SOURCE
Realty Blog

October 9th, 2007 9:46 AM

Tallahassee - Lawmakers appear close to a new agreement for cutting property taxes that would include doubling the $25,000 homestead exemption and offering homeowner's "portability" of their accrued Save Our Homes tax savings, top legislators and the governor said Monday.

The new plan would total $7.6 billion in property tax cuts over the first five years, rather than as mush as $16 billion expected from a proposed super homestead exemption constitutional amendment question from the Jan. 29th ballot, lawmakers and Gov. Charlie Crist have been forced to decide whether to replace the super exemption question o the ballot or fight the judge's decision in appellate court.

Crist said another property tax session would take place "soon" before the Oct. 31st deadline lawmakers face to put a new proposal on the Jan. 29th presidential primary ballot. Lawmakers can place questions on ballots no less than 90 days prior to the election in question.

Top Capital leaders said privately that the fourth special session of the year, or even an extension of the ongoing session to cut the budget, could begin Friday and wrap up by Monday.

The new plan would give Crist two solutions that he campaigned for last year, doubling the homestead exemption and portability.

"In some form or fashion virtually everyone's embraced it, "Crist said, but then added: "The caveat I have is: in some form or fashion."

DATASET EXTRACT
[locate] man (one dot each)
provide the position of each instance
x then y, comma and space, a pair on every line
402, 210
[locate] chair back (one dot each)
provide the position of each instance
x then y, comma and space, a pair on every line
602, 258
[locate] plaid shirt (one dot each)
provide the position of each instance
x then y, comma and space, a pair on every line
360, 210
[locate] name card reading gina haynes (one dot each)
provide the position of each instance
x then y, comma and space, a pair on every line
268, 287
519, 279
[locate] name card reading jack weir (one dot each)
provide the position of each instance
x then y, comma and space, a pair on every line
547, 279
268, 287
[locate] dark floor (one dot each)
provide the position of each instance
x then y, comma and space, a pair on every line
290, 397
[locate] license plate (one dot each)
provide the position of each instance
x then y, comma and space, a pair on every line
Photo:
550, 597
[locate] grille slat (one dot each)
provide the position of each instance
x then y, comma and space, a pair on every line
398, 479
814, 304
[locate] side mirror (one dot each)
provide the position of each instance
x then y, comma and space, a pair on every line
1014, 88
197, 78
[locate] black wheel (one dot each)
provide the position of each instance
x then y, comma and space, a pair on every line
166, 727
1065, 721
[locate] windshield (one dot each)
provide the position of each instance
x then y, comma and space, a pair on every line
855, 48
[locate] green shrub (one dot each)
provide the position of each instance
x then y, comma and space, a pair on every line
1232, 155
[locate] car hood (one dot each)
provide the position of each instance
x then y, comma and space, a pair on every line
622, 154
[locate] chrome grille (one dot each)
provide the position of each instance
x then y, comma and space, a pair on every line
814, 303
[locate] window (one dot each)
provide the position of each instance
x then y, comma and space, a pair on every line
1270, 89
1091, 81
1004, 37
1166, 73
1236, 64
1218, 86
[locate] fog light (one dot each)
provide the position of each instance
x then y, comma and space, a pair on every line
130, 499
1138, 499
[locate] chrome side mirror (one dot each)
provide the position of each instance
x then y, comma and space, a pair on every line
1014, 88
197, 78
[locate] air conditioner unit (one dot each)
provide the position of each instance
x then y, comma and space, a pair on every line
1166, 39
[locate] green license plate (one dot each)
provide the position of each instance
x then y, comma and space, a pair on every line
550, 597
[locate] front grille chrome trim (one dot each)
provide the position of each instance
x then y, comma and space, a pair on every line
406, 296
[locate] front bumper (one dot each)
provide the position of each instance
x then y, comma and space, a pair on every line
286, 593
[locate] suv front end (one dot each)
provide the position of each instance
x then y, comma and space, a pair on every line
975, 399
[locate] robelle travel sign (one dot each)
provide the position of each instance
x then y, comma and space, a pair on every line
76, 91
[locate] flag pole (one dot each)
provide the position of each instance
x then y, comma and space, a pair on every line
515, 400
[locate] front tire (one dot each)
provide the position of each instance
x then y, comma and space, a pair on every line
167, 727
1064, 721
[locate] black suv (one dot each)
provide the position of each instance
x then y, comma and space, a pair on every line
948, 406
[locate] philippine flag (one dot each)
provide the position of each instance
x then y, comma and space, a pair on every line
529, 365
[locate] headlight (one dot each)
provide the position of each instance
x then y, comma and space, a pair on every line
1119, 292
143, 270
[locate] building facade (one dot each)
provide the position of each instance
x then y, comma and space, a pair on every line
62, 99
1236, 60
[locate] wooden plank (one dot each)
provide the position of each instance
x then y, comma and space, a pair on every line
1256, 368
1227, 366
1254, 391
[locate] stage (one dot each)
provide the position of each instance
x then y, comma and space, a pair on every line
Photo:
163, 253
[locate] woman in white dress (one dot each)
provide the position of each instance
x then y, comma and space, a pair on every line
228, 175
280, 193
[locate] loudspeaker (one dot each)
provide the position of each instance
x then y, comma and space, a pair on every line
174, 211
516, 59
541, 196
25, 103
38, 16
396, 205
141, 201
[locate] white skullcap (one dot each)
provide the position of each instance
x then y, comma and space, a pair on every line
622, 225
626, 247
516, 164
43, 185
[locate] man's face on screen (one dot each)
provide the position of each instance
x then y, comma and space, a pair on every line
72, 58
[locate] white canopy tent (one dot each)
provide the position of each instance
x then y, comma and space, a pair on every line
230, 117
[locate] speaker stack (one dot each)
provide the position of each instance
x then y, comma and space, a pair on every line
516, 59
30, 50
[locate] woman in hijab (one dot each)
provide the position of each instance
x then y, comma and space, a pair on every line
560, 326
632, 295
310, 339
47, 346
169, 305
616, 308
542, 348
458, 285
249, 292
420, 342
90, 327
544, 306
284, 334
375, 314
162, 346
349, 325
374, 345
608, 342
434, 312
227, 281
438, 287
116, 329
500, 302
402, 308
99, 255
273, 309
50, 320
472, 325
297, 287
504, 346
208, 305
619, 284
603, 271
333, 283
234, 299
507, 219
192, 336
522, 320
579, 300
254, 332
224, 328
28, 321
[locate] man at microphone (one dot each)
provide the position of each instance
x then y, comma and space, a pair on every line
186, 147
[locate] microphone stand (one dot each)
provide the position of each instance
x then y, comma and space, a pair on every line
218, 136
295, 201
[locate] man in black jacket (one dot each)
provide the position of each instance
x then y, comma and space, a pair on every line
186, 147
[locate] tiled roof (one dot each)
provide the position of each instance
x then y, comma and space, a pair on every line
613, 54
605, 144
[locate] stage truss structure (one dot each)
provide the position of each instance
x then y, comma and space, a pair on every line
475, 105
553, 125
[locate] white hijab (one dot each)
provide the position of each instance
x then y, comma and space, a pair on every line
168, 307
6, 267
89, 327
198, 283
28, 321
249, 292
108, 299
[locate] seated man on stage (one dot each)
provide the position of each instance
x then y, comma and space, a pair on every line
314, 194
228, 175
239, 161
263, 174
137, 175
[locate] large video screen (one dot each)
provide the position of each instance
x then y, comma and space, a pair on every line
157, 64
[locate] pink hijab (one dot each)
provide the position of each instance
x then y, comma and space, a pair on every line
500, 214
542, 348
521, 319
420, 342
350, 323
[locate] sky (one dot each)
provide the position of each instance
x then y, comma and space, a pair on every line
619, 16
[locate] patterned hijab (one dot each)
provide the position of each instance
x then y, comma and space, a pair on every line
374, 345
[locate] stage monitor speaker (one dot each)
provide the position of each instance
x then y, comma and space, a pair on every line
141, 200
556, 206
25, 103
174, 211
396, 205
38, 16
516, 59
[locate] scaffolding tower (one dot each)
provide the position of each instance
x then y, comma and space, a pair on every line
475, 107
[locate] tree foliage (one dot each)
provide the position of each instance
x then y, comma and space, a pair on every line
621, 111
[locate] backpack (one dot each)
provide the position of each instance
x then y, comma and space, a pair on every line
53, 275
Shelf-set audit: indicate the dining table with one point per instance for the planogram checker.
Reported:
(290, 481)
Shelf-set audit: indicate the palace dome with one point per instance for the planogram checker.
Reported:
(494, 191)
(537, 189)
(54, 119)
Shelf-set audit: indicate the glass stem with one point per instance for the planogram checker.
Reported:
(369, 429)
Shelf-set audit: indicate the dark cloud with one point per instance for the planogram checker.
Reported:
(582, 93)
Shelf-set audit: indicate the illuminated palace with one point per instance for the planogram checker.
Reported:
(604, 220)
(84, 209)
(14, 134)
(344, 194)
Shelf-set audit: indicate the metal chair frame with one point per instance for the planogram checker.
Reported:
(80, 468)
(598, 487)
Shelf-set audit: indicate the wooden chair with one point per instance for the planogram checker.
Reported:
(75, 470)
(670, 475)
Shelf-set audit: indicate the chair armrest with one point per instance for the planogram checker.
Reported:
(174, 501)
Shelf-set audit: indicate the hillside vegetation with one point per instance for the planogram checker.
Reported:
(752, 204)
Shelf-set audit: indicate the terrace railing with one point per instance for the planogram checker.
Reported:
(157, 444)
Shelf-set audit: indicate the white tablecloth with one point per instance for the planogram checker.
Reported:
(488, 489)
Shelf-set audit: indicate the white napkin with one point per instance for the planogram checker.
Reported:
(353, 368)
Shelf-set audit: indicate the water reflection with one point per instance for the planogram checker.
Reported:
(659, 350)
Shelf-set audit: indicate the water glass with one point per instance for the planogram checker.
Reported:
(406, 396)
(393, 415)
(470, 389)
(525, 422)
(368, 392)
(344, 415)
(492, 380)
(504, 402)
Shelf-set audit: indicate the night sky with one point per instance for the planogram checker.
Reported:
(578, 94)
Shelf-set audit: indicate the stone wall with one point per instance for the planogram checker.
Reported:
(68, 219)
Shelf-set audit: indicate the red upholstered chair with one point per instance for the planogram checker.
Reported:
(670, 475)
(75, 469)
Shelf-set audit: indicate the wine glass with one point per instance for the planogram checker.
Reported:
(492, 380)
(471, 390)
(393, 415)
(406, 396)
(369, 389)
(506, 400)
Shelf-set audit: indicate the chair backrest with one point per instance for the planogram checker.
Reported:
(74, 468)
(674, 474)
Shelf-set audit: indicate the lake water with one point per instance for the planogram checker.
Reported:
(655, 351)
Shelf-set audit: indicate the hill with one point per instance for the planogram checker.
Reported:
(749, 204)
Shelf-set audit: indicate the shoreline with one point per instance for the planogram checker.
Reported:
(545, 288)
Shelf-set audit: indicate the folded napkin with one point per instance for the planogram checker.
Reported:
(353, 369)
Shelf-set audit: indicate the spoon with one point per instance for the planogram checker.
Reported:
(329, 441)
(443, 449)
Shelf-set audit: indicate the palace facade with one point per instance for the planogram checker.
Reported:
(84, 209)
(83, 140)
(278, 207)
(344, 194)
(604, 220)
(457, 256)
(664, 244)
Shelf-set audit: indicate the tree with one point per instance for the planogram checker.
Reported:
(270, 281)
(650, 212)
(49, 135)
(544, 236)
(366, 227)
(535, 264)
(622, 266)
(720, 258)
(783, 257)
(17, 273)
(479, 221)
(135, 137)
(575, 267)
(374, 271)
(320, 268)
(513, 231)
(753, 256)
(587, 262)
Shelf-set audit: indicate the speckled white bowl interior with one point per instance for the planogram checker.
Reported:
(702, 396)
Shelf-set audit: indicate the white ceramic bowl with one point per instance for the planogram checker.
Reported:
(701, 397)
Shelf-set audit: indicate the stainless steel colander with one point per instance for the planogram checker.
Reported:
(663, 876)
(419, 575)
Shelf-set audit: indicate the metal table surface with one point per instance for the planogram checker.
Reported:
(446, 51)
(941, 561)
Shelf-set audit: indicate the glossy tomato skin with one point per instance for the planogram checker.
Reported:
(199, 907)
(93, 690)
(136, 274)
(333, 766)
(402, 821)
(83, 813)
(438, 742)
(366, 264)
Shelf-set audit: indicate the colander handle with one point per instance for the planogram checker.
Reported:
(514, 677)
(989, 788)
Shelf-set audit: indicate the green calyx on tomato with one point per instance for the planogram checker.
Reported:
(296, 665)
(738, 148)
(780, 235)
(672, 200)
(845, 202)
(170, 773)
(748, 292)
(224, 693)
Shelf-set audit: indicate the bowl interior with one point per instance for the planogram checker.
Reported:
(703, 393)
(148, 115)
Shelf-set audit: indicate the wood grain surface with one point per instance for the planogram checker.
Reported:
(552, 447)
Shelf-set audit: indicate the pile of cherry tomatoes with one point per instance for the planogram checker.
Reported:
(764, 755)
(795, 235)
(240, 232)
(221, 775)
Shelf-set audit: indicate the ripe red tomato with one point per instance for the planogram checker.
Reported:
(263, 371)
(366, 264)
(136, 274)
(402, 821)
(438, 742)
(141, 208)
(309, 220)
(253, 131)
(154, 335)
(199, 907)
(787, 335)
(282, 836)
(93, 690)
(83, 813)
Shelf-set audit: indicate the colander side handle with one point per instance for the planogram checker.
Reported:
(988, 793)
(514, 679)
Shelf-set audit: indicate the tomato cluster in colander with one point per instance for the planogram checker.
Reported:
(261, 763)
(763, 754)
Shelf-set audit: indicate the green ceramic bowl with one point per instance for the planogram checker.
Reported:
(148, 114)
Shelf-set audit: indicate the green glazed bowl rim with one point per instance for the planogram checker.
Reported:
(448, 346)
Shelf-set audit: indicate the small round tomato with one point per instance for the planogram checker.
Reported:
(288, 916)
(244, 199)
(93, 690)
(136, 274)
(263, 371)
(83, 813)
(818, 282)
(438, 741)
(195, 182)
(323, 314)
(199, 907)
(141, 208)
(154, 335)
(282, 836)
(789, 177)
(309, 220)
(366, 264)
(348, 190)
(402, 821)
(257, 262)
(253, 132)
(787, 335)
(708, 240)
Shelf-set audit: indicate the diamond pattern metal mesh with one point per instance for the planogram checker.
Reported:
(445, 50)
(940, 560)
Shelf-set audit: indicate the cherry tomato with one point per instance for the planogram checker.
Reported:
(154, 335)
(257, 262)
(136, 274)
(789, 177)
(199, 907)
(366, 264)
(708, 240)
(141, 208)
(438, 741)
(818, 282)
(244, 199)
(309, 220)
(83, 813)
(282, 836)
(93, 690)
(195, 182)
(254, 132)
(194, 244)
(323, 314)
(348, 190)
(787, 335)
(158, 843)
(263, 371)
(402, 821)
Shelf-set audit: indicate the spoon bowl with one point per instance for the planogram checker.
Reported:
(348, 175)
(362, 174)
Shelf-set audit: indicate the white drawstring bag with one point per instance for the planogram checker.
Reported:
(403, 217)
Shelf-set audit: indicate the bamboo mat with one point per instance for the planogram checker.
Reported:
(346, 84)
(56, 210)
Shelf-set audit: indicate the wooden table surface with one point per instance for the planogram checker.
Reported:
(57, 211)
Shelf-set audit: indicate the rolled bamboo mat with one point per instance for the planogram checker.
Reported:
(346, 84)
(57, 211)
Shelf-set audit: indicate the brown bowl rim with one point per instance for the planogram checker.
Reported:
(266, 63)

CHALLENGE 1
Answer these questions using the property tax post:
(a) What is the dollar amount of the homestead exemption that the new plan would double?
(b) What total of property tax cuts would the new plan provide over the first five years?
(c) By what date must lawmakers put a new proposal on the Jan. 29th ballot?
CHALLENGE 2
Resume the property tax post, picking up right after Crist's final quoted remark.
The data has no connection to the property tax post.

OUTPUT 1
(a) $25,000
(b) $7.6 billion
(c) Oct. 31st

OUTPUT 2
The forms that seem most likely:

Doubling the $25,000 homestead exemption to $50,000 for local governments, but not for school districts. The second $25,000 exemption would apply to the $50,000-$75,000 increment of property value, not the $25,000-$50,000 piece, so that homesteads worth less than $50,000 would have to pay come county and city property taxes. Homesteads would pay school district property taxes on all but $25,000 of their value. This would account for about $4 billion in tax cuts over five years.

Letting homeowners take their accrued Save Our Homes benefit with them to a new home, but then allowing the new home's assessed value to increase at 8 percent a year until it reaches the value it would have been assessed at under the actual sale price and the Save Our Homes cap. From that point forward, assessment increases again would be limited to the lesser of 3 percent or inflation.

That would mean a tax savings for seven years for someone with $100,000 in accrued Save Our Homes savings who buys a $400,000 home. Under the new plan, the assessed value of the new home would be set at $300,000 and would grow at 8 percent a year until the eighth year, when the assessed value would be $514,147. That's the fist year the assessed value would be greater than $400,000 growing at 3 percent a year, or $491,950.

This part of the plan would account for $3.6 billion of the five-year tax cut.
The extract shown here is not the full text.